[Records from a dataset]
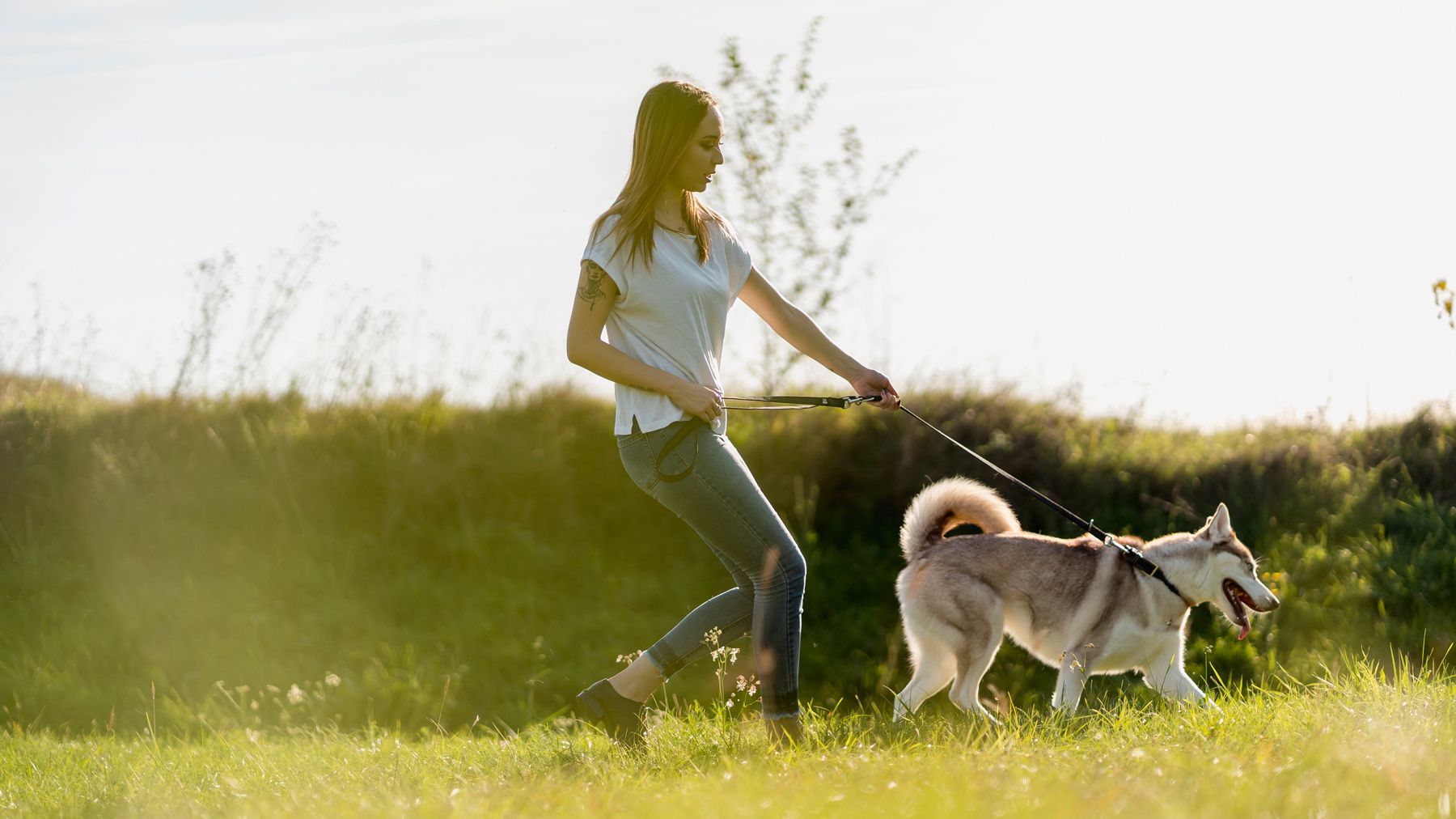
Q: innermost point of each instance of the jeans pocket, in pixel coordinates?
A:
(637, 460)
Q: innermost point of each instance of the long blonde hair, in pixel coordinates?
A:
(667, 120)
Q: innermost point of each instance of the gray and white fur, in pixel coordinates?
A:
(1077, 605)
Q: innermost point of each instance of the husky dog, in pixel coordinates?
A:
(1077, 605)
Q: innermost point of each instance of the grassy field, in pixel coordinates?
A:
(1356, 744)
(256, 605)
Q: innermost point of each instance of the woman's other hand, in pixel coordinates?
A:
(874, 382)
(698, 400)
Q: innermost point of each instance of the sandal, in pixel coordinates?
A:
(620, 716)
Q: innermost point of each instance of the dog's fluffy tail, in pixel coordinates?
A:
(946, 504)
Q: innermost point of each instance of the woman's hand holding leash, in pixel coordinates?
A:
(696, 400)
(874, 382)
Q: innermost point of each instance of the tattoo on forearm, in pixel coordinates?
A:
(591, 291)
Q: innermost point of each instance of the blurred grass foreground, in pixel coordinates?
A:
(260, 562)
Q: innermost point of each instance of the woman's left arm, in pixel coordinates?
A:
(795, 327)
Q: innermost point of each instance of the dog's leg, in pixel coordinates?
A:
(1174, 682)
(975, 658)
(933, 668)
(1070, 678)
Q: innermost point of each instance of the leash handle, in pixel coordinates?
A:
(801, 401)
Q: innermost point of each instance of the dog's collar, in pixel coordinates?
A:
(1146, 567)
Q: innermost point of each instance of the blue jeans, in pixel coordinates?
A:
(718, 497)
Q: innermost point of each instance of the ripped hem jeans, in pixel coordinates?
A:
(705, 482)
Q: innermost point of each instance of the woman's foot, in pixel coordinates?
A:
(619, 716)
(784, 732)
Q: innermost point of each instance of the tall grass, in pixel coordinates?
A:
(455, 566)
(1361, 742)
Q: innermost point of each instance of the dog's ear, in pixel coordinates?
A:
(1217, 528)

### Try it
Transcribe all the entries precisely. Do not include any picture.

### Output for this exercise
Q: innermost point of each instance of the jeans pocket, in pixel coordinates?
A:
(637, 460)
Q: innermost point of each instance of the long blonde hair, in pixel coordinates?
A:
(667, 120)
Q: innermost point of each instance of the gray and white fur, in pixel coordinates?
A:
(1077, 605)
Q: innermost point of each instance of the husky dog, in pixel coordinates?
A:
(1077, 605)
Q: innermost point of each instance of the grassy field, in pixel coordinates?
A:
(1356, 744)
(256, 605)
Q: innermost point of each instance of the woman's other hand, in pixel coordinates?
A:
(874, 382)
(698, 400)
Q: innermost point of each instance of the sandal, in pixel coordinates?
A:
(620, 716)
Q: innermost point of each instance of the dog's fluffy tail, in pixel coordinates?
A:
(946, 504)
Q: innermost point of each instance of the woman's hand holding leash, in pixel coordinates?
A:
(696, 400)
(874, 382)
Q: innermost point of each instance of the tattoo on forearm, in pixel coordinates?
A:
(591, 291)
Q: innermost point of each instance of the blurred grass foreground, in pixel coordinates?
A:
(260, 562)
Q: innermost point of each instance of the woman's left arm, in pixel coordinates?
A:
(795, 327)
Q: innermost point of each instance of the dog's leg, in pixel coordinates?
A:
(1174, 682)
(975, 658)
(933, 668)
(1070, 678)
Q: innermost point of each instance of the leash handle, in pixel coordinates?
A:
(801, 401)
Q: innermost point of each instance of the dog's collar, in pixel coordinates?
A:
(1146, 567)
Q: innermost point of each instance of the blue jeans, in pixel coordinates?
A:
(718, 497)
Q: innermost point of each instance of the ripped hem jeans, in pixel coordinates?
A:
(705, 482)
Q: innermost point of each instance of the woman's foot, in pixel coordinates?
A:
(619, 716)
(784, 732)
Q: innermost point of each instance of the tall grass, in pixel coordinates?
A:
(455, 566)
(1361, 742)
Q: innermost point of each instance of the dog's ear, in pixel coordinates?
A:
(1217, 528)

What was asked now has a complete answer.